**WORK INSTRUCTIONS**:
1. List the names of all the people who posted comments on the Ward 6 shelter article below.
2. Summarize the Ward 6 shelter article in two sentences.
3. Reproduce the part of the Ward 6 shelter article starting with "by Nena Perry-Brown" and going on through "to the neighborhood.".

**DOCUMENT EXTRACT**:
--

Plans Filed for Ward 6 Homeless Shelter Reveal Bold Design

by Nena Perry-Brown

Plans Filed for Ward 6 Homeless Shelter Reveal Bold Design: Figure 1
A rendering of the planned Delaware Avenue emergency shelter

While a planned replacement homeless shelter in Ward 3 faces community opposition, another in Southwest strikes UrbanTurf as an architecturally-impactful enhancement to the neighborhood.

Plans were filed this morning with the Board of Zoning Adjustment for a family shelter at 850 Delaware Avenue SW (map). The Unity Health Care center currently on the site would be razed to make way for a 50-unit emergency shelter; a nearly 8,000 square-foot healthcare center would return to the ground and cellar floors upon completion.

Plans Filed for Ward 6 Homeless Shelter Reveal Bold Design: Figure 2
The shelter as seen from I Street SW

The seven-story building, designed by Studio 27 Architecture and Leo A. Daly, will contain 2-4 bed units and amenities such as outdoor play areas on floors two through seven. A surface lot would also provide parking for 13 vehicles.

The aesthetically-harmonious Randall School planned-unit development is also in the works for the adjacent site.

Located in Ward 6, this shelter is part of Mayor Bowser’s plan to replace the oversized and inadequate DC General shelter with smaller properties in seven of the city’s wards.

See other articles related to: southwest dc, southwest, shelter

This article originally published at http://dc.urbanturf.com/articles/blog/plans_filed_for_a_shelter_that_looks_like_anything_but/12018


  1. Nathaniel Martin said at 9:03 pm on Wednesday January 4, 2017:
    A very elegant design, though the I Street facade, which will be the most visible, looks more like what I'd expect to see as the back of the building. Perhaps that facade can be tweaked to give it more depth and interest.
  1. Jay said at 12:21 am on Thursday January 5, 2017:
    It's already dated and out of place. Again--architects keep coming up with the same unoriginal crap that harkens back to urban renewal projects of the 50's and 60's that look so dated now. It's a niche design that doesn't have broad appeal.
  1. Cara Lea Shockley said at 8:47 pm on Thursday January 5, 2017:
    @Jay -- the neighborhood is part of the urban renewal of the 50s and 60s which is why we welcome a building that fits in with the prevailing aesthetic. @Nathaniel Martin -- The I Street facade is intended as the entrance for the health clinic with the main entrance on Delaware Avenue. The current building's entrance is on Delaware, too.
  1. Ronald said at 5:24 am on Monday January 9, 2017:
    Who is we? The thing is dated and horrible. Also, when did ANCs become such knowitalls? Get a real job.

--

Records from a collection:

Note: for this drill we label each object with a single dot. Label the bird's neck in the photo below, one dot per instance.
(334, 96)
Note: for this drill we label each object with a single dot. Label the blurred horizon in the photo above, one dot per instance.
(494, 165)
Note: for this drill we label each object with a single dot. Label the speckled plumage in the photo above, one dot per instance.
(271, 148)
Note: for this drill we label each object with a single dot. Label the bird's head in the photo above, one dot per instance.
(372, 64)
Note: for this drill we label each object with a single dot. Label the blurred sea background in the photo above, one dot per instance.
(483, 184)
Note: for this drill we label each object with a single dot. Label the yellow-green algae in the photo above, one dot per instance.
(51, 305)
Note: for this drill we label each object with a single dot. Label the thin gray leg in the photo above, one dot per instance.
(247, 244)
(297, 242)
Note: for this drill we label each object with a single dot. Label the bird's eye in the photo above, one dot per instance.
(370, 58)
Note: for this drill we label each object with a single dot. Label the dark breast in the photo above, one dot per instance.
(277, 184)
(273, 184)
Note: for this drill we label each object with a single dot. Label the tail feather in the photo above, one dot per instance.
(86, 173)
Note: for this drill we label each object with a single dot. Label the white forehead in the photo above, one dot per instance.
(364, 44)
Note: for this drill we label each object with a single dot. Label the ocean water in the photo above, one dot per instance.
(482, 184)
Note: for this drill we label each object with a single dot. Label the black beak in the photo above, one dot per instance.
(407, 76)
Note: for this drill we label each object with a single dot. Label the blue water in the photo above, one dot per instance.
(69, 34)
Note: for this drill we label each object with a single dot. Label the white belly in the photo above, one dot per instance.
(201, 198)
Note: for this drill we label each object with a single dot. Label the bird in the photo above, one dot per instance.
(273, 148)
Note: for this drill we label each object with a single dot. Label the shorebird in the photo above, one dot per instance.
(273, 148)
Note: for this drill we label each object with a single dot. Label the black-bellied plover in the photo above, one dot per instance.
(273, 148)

--

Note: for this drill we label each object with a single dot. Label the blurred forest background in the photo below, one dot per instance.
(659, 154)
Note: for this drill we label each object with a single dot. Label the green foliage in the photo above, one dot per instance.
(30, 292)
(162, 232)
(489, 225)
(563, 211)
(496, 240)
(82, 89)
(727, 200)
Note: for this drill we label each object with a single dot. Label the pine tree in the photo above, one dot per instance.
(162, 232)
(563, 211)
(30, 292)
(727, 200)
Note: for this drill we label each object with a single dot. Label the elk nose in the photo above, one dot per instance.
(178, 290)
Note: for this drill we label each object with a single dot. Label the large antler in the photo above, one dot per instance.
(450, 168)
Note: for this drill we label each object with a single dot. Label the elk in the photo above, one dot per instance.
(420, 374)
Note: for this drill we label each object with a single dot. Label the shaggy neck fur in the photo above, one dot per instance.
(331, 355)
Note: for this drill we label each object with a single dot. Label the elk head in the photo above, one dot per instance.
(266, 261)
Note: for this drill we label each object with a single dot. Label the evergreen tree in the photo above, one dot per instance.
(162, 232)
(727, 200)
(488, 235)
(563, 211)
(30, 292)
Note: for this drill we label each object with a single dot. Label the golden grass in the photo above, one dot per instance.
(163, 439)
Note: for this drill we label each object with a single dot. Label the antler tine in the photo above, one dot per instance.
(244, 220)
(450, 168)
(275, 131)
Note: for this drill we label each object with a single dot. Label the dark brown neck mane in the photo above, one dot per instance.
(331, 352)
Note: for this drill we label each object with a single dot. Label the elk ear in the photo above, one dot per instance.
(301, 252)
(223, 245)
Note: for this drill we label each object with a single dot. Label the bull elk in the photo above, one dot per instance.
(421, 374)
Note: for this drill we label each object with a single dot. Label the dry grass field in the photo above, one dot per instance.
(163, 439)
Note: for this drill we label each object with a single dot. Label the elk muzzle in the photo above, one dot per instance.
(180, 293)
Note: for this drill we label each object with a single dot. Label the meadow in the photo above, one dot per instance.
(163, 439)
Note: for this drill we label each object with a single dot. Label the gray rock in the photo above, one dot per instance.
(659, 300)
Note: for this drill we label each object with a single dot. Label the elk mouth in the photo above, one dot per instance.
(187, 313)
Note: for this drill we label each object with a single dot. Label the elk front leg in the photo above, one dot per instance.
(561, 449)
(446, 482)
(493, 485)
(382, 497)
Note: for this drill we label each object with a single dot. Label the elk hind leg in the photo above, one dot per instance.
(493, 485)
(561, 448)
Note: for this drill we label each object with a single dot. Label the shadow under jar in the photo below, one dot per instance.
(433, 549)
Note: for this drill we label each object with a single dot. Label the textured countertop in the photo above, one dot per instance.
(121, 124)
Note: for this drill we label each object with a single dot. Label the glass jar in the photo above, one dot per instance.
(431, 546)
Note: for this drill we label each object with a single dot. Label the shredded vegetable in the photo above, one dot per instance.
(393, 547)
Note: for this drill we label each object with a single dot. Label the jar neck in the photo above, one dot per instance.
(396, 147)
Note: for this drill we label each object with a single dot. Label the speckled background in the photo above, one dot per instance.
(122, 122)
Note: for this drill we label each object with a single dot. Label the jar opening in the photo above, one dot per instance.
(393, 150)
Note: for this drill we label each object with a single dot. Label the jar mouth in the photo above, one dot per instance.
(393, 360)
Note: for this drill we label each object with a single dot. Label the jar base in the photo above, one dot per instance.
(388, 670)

--

**SOLUTIONS**:
1.
Nathaniel Martin
Jay
Cara Lea Shockley
Ronald

2. Plans filed with the Board of Zoning Adjustment call for razing the Unity Health Care center at 850 Delaware Avenue SW to build a seven-story, 50-unit emergency family shelter, with a healthcare center of nearly 8,000 square feet returning to the ground and cellar floors. Designed by Studio 27 Architecture and Leo A. Daly, the shelter is part of Mayor Bowser's plan to replace the DC General shelter with smaller properties in seven of the city's wards.

3.
by Nena Perry-Brown

Plans Filed for Ward 6 Homeless Shelter Reveal Bold Design: Figure 1
A rendering of the planned Delaware Avenue emergency shelter

While a planned replacement homeless shelter in Ward 3 faces community opposition, another in Southwest strikes UrbanTurf as an architecturally-impactful enhancement to the neighborhood.